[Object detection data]
=-=-=
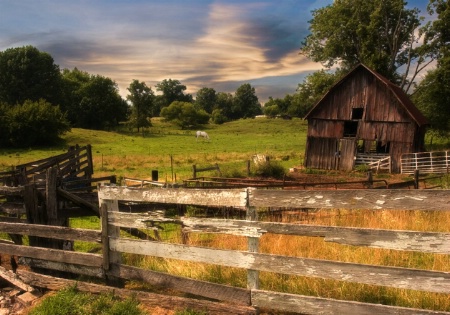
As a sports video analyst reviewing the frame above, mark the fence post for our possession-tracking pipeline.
[367,171,373,188]
[99,193,123,287]
[414,170,419,189]
[100,203,109,270]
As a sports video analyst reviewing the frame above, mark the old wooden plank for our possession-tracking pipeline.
[45,167,61,225]
[0,222,100,243]
[100,203,110,270]
[18,270,256,315]
[0,243,102,267]
[0,186,24,196]
[107,264,250,305]
[98,185,247,208]
[108,211,181,229]
[20,257,105,278]
[252,290,450,315]
[0,266,34,292]
[181,217,267,237]
[181,217,450,254]
[110,239,450,293]
[249,189,450,211]
[0,201,26,216]
[57,187,99,215]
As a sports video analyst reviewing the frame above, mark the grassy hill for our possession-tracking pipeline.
[0,118,307,181]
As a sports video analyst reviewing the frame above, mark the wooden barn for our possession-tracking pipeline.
[304,64,428,173]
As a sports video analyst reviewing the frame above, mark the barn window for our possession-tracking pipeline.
[352,107,364,120]
[344,120,358,138]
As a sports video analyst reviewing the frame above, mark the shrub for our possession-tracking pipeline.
[0,100,70,147]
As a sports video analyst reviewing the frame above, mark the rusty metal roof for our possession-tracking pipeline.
[304,64,428,126]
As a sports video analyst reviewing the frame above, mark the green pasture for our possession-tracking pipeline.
[0,118,307,182]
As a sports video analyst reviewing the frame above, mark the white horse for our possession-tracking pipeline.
[195,130,209,141]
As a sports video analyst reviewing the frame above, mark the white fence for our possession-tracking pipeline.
[401,151,450,174]
[355,153,391,171]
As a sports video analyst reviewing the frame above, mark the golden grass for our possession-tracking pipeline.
[127,210,450,311]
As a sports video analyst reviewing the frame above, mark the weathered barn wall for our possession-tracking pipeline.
[305,65,426,172]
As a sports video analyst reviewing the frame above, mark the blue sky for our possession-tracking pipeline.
[0,0,428,102]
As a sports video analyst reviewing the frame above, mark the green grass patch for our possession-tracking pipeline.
[28,287,147,315]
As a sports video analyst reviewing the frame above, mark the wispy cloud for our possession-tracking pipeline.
[0,0,426,101]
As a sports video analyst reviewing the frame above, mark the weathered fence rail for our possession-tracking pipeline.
[401,151,450,174]
[0,186,450,315]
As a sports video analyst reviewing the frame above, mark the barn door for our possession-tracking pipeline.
[305,137,339,170]
[339,139,356,171]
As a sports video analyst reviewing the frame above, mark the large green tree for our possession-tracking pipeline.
[0,99,70,147]
[413,0,450,137]
[0,46,61,105]
[161,101,209,129]
[127,80,155,132]
[230,83,262,120]
[301,0,436,91]
[62,68,128,130]
[195,87,217,114]
[156,79,193,115]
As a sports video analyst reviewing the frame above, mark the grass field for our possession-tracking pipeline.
[0,119,306,182]
[0,119,450,311]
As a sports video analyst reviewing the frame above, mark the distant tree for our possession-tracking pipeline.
[211,108,227,125]
[213,92,233,123]
[263,104,280,118]
[231,83,262,120]
[127,80,155,132]
[195,87,217,114]
[62,68,128,130]
[0,46,61,105]
[156,79,193,115]
[412,0,450,141]
[301,0,436,91]
[0,99,70,147]
[161,101,210,129]
[412,60,450,137]
[263,97,289,115]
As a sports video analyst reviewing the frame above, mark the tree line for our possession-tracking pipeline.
[0,0,450,146]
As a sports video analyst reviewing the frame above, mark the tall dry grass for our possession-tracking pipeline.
[127,210,450,311]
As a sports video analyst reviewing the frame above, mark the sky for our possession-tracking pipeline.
[0,0,428,103]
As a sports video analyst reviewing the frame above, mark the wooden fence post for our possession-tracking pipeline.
[414,170,419,189]
[99,194,123,287]
[246,188,259,290]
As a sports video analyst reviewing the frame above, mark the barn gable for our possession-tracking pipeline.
[305,64,427,172]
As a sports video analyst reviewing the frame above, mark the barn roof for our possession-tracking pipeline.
[304,64,428,126]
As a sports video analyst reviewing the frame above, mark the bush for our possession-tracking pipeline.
[0,100,70,147]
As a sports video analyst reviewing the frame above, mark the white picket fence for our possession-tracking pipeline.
[355,153,391,171]
[401,151,450,174]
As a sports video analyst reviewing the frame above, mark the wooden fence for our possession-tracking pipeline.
[401,151,450,174]
[0,185,450,315]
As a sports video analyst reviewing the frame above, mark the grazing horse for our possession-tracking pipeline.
[195,131,209,140]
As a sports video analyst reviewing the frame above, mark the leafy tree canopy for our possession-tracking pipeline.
[229,83,262,119]
[161,101,210,129]
[156,79,192,113]
[0,46,61,105]
[412,0,450,137]
[195,87,217,114]
[0,99,70,147]
[127,80,155,132]
[301,0,436,91]
[62,68,128,130]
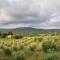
=-=-=
Copy all of the entries above word for word, but leave the pictures out.

--- OUTPUT FOR THIS EXERCISE ---
As a sports video analyst reviewing the frame above, mark the fence post for our possession-tracking pipeline.
[367,171,373,188]
[99,193,123,287]
[414,170,419,189]
[100,203,109,270]
As a sports video analyst reviewing the frame above, mark the old wooden plank for our possession-tracking pipeline.
[45,167,61,225]
[0,222,100,243]
[100,203,110,270]
[18,270,256,315]
[0,243,102,267]
[0,186,24,196]
[107,264,250,305]
[98,185,247,208]
[108,211,181,229]
[20,257,105,278]
[252,290,450,315]
[0,266,34,292]
[181,217,267,237]
[181,217,450,254]
[110,239,450,293]
[249,189,450,211]
[0,201,26,216]
[57,187,99,215]
As a sports video analyst reviewing the frame above, mark the grassy hill for our possession-tracking pipeline.
[0,118,307,181]
As a sports video analyst reviewing the frame above, mark the wooden barn for our possession-tracking pipeline.
[304,64,428,173]
As a sports video analyst reviewing the frame above, mark the barn window for our possession-tracking pipeline.
[352,107,364,120]
[344,120,358,138]
As a sports video analyst reviewing the frame above, mark the shrub for our possession-tracking pipeline.
[0,100,70,147]
As a sports video analyst reviewing the frame above, mark the rusty metal roof for our possession-tracking pipeline.
[304,64,428,126]
As a sports video analyst reviewing the frame above, mark the green pasture for our possession-tracking pipeline.
[0,118,307,182]
As a sports video analyst reviewing the frame above, mark the white horse for our possession-tracking pipeline.
[195,130,209,141]
As a sports video analyst reviewing the frame above, mark the white fence for our possession-tracking pipeline.
[401,151,450,174]
[355,153,391,171]
As a sports video analyst reviewing the frame above, mark the golden grass for our possession-tracking pipeline.
[127,210,450,311]
As a sports video analyst reviewing the frame above, mark the weathered barn wall for our possession-tracking pipeline.
[305,65,426,172]
As a sports video analyst reviewing the frame above, mark the blue sky for our possession-tracking pipeline.
[0,0,428,102]
As a sports video analyst reviewing the frame above, mark the green grass patch for our possession-tracking pipeline.
[28,287,147,315]
As a sports video analyst reviewing the frame above, mark the wispy cloud for our possession-tracking pipeline.
[0,0,426,101]
As a sports video analyst reviewing the frame above, mark the weathered fence rail for our possession-tracking pipeline.
[401,151,450,174]
[0,186,450,315]
As a sports video analyst reviewing the frame above, mark the barn door for our possession-tracking pipeline.
[305,137,339,170]
[339,139,356,171]
As a sports video analyst reviewing the frame above, mark the large green tree for our possession-tracking pipeline.
[0,99,70,147]
[413,0,450,137]
[0,46,61,105]
[161,101,209,129]
[127,80,155,132]
[230,83,262,120]
[301,0,436,91]
[62,68,128,130]
[195,87,217,114]
[156,79,193,115]
As a sports video analyst reviewing the frame above, mark the grass field for our possession-tracking pipeline.
[0,119,306,182]
[0,119,450,311]
As a sports video analyst reviewing the frame above, mark the distant tree for our possession-tracking pipeline.
[211,108,227,125]
[213,92,233,123]
[263,104,280,118]
[231,83,262,120]
[127,80,155,132]
[195,87,217,114]
[62,68,128,130]
[0,46,61,105]
[156,79,193,115]
[412,0,450,141]
[301,0,436,91]
[0,99,70,147]
[161,101,210,129]
[412,60,450,137]
[263,97,289,115]
As a sports video analyst reviewing the frame above, mark the tree line for our possession-tracking pipeline.
[0,0,450,146]
As a sports video analyst reviewing the frame above, mark the tall dry grass for our possession-tracking pipeline.
[127,210,450,311]
As a sports video analyst reviewing the frame above, mark the sky for our possession-tracking pipeline.
[0,0,428,103]
As a sports video analyst reviewing the frame above, mark the wooden fence post for our possession-tracking pipeline.
[414,170,419,189]
[99,194,123,287]
[246,188,259,290]
As a sports video analyst reviewing the frame above, mark the barn gable for our possession-tracking pipeline.
[305,64,427,172]
As a sports video analyst reviewing the frame above, mark the barn roof for our possession-tracking pipeline.
[304,64,428,126]
As a sports video analyst reviewing the frame above, mark the bush for our possession-tracking pipeline.
[0,100,70,147]
As a sports video analyst reviewing the frame above, mark the white picket fence for our possession-tracking pipeline.
[355,153,391,171]
[401,151,450,174]
As a sports video analyst reviewing the frame above, mark the wooden fence for our possession-tracking pipeline.
[401,151,450,174]
[0,185,450,315]
As a sports video analyst reviewing the frame above, mark the grazing horse for our possession-tracking pipeline.
[195,131,209,140]
As a sports video analyst reviewing the frame above, mark the leafy tree canopy for our possession-tracking pipeline.
[229,83,262,119]
[161,101,210,129]
[156,79,192,113]
[0,46,61,105]
[412,0,450,137]
[195,87,217,114]
[0,99,70,147]
[127,80,155,132]
[301,0,436,91]
[62,68,128,130]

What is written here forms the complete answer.